[Data from a collection]
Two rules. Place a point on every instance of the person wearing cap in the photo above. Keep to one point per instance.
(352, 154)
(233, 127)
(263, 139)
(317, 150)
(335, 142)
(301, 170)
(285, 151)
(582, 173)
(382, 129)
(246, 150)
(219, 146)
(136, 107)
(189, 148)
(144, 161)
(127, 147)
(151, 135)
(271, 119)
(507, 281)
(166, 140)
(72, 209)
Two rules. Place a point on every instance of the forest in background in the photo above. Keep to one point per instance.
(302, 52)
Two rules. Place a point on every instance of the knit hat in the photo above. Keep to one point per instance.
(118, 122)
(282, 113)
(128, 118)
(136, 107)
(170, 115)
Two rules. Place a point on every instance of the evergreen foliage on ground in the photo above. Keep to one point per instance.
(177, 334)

What the exercise asks> Starting at the line that has "Two rules. Place a point on every instance of the evergreen" and continuing through the end of the data, rewrite those lines with "evergreen foliage" replaced by "pine needles" and nothing else altered.

Solution to this exercise>
Two rules. Place a point on every instance of the pine needles on ground in the photo above. Keep to one point per instance.
(177, 334)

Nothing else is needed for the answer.